-- Extracted material follows --

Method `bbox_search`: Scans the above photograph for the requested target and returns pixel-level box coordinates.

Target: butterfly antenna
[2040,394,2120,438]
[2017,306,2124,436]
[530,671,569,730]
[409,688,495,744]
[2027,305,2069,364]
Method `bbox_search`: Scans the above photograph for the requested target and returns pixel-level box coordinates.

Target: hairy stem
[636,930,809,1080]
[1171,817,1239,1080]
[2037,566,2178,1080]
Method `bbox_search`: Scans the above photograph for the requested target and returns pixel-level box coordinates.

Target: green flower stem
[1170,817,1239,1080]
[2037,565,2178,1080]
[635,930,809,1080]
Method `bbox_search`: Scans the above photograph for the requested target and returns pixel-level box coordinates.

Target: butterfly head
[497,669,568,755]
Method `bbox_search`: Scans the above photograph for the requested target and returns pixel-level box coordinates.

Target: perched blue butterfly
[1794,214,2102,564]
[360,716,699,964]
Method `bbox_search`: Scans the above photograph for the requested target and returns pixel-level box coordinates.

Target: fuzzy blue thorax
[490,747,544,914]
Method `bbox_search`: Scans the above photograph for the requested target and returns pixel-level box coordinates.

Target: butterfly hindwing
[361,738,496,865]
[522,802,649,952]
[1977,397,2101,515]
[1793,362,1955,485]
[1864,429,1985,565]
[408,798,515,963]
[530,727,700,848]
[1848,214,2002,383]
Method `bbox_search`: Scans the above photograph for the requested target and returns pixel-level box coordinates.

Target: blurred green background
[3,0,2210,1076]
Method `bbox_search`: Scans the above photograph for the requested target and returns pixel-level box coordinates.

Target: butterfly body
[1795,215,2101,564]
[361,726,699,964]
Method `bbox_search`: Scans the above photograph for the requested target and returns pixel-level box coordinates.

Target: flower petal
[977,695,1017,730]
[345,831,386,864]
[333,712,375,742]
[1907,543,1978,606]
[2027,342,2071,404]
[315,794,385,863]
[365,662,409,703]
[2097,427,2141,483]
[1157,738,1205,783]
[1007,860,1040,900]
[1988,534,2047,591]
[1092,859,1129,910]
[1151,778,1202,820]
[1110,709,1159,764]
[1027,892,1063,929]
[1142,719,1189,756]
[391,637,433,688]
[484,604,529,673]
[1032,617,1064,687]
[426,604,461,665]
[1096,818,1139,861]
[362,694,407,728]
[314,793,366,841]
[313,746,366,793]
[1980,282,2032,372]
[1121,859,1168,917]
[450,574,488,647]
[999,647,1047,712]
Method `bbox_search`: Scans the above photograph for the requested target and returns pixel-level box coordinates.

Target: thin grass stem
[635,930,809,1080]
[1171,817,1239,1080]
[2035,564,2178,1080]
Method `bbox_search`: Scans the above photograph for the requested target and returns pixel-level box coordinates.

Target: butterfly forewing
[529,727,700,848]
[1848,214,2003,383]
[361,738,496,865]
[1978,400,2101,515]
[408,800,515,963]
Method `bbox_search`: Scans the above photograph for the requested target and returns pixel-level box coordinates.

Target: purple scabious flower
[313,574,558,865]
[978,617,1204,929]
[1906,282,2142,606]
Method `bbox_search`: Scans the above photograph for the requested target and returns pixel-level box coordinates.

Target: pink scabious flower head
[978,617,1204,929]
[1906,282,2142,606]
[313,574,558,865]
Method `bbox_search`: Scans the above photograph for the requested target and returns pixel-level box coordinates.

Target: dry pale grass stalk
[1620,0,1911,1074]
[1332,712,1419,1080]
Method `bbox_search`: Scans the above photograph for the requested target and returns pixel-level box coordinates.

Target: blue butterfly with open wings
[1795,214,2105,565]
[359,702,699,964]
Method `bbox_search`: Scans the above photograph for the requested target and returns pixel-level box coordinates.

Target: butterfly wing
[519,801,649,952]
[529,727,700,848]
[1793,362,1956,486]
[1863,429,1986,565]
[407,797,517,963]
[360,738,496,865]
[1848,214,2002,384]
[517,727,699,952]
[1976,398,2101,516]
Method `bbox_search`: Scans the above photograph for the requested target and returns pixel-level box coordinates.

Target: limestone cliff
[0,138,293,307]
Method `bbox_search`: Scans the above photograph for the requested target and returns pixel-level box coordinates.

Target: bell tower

-- Extracted material concluded --

Assignment: In full and without alteration, write out each record.

Expected answer:
Method `bbox_search`: Scans the above photograph for the requested target and returns pixel-level box coordinates.

Target: butterfly antenna
[2040,394,2120,438]
[2017,306,2124,436]
[530,671,569,730]
[409,688,495,744]
[2027,305,2069,364]
Method `bbox_search`: Scans the above photograph for the requested target and returns pixel-level box coordinates.

Target: hairy stem
[636,930,809,1080]
[1171,817,1239,1080]
[2037,566,2178,1080]
Method `bbox_search`: Scans the above photograph for the requested target and returns pixel-level box coordinates.

Target: green flower stem
[1170,817,1239,1080]
[2037,565,2178,1080]
[635,930,809,1080]
Method `bbox_search`: Scans the above photograph for the requested target and returns pixel-level box coordinates.

Target: butterfly head
[497,669,568,755]
Method `bbox_search`: Scans the above photograph for the requested target and returns pixel-level box coordinates.

Target: perched blue butterfly
[1794,214,2102,564]
[360,716,699,964]
Method `bbox_search`: Scans the above photograph for the requested target and returns pixel-level box coordinates.

Target: fuzzy blue thorax
[490,747,544,914]
Method `bbox_search`: Scans the above photograph for the requested target and returns pixel-level box coordinates.

Target: butterfly hindwing
[361,738,496,865]
[522,802,649,952]
[1977,397,2101,515]
[1793,362,1955,485]
[1864,429,1985,565]
[408,798,515,963]
[530,727,700,848]
[1848,214,2002,383]
Method `bbox_search`: Scans the above photograph for the requested target and returns pixel-level box coordinates.

Target: blurred green background
[3,0,2210,1076]
Method `bbox_search`: Scans the above photograph for the requested target and returns pixel-level box coordinates.

Target: butterfly body
[1795,215,2101,564]
[361,726,699,964]
Method `bbox_search`: Scans the above photograph for the requested target and returns pixel-level box coordinates.

Target: flower petal
[977,695,1017,730]
[345,831,386,864]
[333,712,375,742]
[1907,543,1978,606]
[2027,342,2071,404]
[315,794,385,863]
[365,662,409,703]
[2097,427,2141,483]
[1157,738,1205,783]
[1007,860,1040,900]
[1988,534,2047,591]
[1092,859,1129,910]
[1151,778,1202,820]
[1110,709,1159,764]
[1027,892,1063,929]
[1142,719,1189,756]
[391,637,433,688]
[484,604,529,673]
[1032,617,1064,687]
[426,604,461,665]
[1096,818,1139,861]
[362,694,407,728]
[314,793,366,841]
[313,746,366,793]
[1980,282,2032,372]
[1121,859,1168,917]
[450,574,488,647]
[999,647,1047,712]
Method `bbox_search`: Scans the above photograph for the requested target and returns pixel-level box coordinates.

Target: thin grass stem
[635,930,809,1080]
[1171,817,1239,1080]
[2035,564,2178,1080]
Method `bbox_search`: Scans the above photograph for the requested target and returns pixel-level box coordinates.

Target: butterfly forewing
[529,727,700,848]
[1848,214,2003,383]
[361,738,496,865]
[1978,400,2101,515]
[408,800,515,963]
Method `bbox_search`: Scans the above photograph for the requested target and returns pixel-level box coordinates.

Target: purple scabious flower
[313,574,558,865]
[978,617,1204,929]
[1906,282,2142,606]
Method `bbox_search`: Scans the above photograph for the requested target and returns pixel-level box coordinates.

Target: pink scabious flower head
[978,617,1204,929]
[1906,282,2142,606]
[313,574,558,865]
Method `bbox_search`: Scans the above photograph for the requested target and returns pixel-level box coordinates.

Target: dry pale grass stalk
[1620,0,1911,1074]
[1332,712,1419,1080]
Method `bbox_search`: Scans the above photograph for the requested target and returns pixel-level box coordinates.

Target: blue butterfly with open wings
[1795,214,2105,565]
[359,702,699,964]
Method `bbox_search`: Scans the above photograph for the requested target and returns pixel-level box coordinates.

Target: butterfly wing
[519,801,649,952]
[529,727,700,848]
[1793,362,1956,486]
[1863,429,1986,565]
[407,797,517,963]
[360,738,496,865]
[1848,214,2002,384]
[517,727,699,952]
[1976,398,2101,516]
Method `bbox_search`: Scans the above photograph for the requested target and returns pixel-level box coordinates.

Target: limestone cliff
[0,138,293,307]
Method `bbox_search`: Scans the above photograph for the requested target and returns pixel-level box coordinates.

Target: bell tower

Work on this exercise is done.